Task prompt →
Locate "In this exercise you will put a dot on the wooden" in the records below, then copy its line and every following line exactly, without the pictures.

Listing →
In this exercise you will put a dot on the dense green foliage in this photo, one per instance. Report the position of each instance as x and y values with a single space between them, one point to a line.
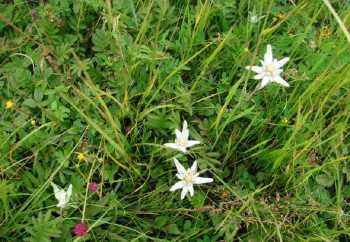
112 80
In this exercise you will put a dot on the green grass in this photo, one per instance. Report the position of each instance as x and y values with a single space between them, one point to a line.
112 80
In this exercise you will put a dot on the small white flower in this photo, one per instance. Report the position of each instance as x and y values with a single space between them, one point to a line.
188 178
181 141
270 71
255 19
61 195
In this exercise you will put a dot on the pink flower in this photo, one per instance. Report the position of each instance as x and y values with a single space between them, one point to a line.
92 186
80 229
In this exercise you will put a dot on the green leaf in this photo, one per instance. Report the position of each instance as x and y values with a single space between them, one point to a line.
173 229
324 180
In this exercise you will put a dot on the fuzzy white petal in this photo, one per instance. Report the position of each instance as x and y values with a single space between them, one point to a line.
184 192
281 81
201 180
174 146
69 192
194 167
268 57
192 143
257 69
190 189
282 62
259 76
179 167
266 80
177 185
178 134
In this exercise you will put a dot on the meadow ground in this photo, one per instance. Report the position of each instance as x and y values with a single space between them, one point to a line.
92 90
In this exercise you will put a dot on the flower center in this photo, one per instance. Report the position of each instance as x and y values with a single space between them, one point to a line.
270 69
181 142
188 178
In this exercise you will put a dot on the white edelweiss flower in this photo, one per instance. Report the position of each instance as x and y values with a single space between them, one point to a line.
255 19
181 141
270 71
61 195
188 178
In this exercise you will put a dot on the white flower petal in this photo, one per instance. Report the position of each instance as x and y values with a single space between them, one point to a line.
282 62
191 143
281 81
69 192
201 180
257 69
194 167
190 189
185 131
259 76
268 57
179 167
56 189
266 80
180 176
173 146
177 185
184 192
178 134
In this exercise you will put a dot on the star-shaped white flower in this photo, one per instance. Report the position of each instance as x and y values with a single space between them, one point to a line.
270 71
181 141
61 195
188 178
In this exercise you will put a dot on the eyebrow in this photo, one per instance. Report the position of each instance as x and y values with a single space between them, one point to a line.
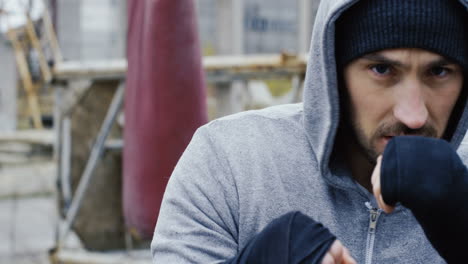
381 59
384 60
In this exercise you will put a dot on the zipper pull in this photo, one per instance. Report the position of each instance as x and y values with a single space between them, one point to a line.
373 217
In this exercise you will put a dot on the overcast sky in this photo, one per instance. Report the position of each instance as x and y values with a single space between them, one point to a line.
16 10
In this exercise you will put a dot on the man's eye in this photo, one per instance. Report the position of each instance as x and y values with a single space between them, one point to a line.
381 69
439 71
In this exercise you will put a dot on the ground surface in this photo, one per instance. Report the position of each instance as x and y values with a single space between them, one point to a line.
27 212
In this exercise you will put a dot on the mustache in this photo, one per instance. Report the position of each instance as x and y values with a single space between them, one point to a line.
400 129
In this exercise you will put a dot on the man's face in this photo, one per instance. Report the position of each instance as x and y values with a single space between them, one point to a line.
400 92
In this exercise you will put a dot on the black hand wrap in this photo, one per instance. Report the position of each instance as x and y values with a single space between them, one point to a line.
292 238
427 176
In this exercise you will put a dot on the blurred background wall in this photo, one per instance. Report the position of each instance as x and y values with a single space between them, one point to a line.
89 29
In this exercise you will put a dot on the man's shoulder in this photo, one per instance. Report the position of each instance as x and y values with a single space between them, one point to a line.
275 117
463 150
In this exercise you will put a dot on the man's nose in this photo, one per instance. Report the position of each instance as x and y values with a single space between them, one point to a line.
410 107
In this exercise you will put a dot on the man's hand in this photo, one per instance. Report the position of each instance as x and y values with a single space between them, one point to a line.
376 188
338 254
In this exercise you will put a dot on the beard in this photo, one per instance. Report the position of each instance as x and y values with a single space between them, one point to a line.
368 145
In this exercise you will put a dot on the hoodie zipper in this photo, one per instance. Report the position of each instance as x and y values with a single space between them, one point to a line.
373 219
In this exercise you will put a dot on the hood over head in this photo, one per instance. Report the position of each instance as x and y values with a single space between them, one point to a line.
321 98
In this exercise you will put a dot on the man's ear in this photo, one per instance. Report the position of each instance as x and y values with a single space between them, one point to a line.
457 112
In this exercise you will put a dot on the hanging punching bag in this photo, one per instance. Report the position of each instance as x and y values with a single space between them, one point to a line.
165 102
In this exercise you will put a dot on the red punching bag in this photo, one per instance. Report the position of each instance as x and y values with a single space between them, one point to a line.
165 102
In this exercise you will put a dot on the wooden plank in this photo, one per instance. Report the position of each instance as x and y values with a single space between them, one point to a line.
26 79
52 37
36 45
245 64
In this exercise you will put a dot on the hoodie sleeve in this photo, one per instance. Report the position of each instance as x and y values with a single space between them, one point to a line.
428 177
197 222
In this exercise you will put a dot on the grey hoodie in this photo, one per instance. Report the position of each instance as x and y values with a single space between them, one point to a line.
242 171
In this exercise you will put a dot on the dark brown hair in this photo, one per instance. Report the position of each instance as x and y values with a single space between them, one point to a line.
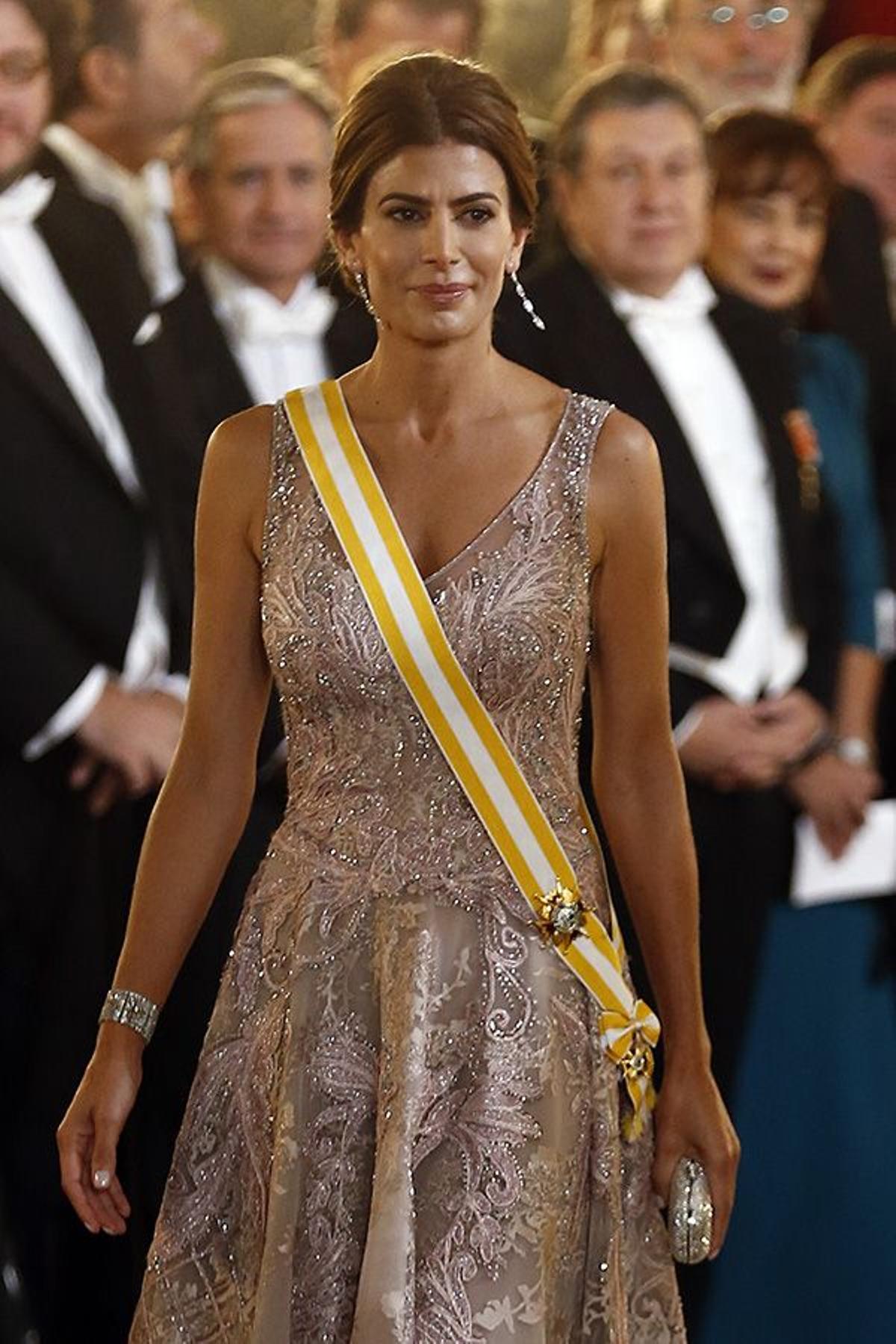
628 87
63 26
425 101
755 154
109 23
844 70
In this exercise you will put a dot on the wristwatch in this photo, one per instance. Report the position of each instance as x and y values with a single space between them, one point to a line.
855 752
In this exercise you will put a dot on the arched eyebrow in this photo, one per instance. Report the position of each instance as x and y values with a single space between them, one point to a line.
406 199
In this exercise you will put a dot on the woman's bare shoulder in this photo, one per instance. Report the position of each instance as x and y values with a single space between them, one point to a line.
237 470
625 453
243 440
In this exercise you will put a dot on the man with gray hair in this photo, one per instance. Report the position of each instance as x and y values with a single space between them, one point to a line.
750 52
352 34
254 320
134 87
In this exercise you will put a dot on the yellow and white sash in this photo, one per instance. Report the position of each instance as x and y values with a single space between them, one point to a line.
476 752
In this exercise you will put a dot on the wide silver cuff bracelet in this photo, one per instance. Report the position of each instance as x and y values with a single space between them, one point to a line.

The output →
In this exercise you will put a dot on the wooden plank in this photo, one per instance. Report the position of each instance as x and y values with a single space between them, one point to a line.
26 79
52 37
36 45
245 64
In this exercise you will put a dot on the hoodie sleeve in this photo, one per instance. Report the position of each instance as x and y values with a single space between them, one point to a line.
428 177
197 222
In this exercise you will put a dot on the grey hoodie in this photo, one per instance. Report the position of each instance as x and y values with a single space between them, one point to a line.
242 171
In this exercise you will put a dot on the dark brown hair in this photo, one per instance. Report the position of each instance as x and y values with a single space between them, one point to a line.
628 87
63 26
425 101
755 154
109 23
844 70
In this exercise you will put a dot on the wristwatch in this photo, one per instance. Report the position of each instance as x and y values with a single space between them, one point to a line.
855 752
In this exercise you will put a dot on the arched eyebrow in this photo, one per instance. Report the position of each instance as x and y values with a single space between them, one point to a line.
406 199
In this exercise you will put a dot on the woman's bare shoulder in this photo, one per instance. Report the position of each instance as x and y values with a single space between them, one point to a line.
237 470
625 453
243 440
In this exercise you will put a dot on the man with gray hair in this photo, one per instance. Report the position of each instance as x and y values with a single space between them, one point to a line.
750 52
352 34
254 320
134 87
In this exercise you will put a dot on the yellow and white sash in this photo, one per instance. Report the position of each instance as x and y values with a single space between them, one point to a line.
476 752
In this exercise you will put a dot on the wide silver cuff bracelet in this photo, one per instance. Report the position of each instance as x and y values with a single space between them, one point to a line.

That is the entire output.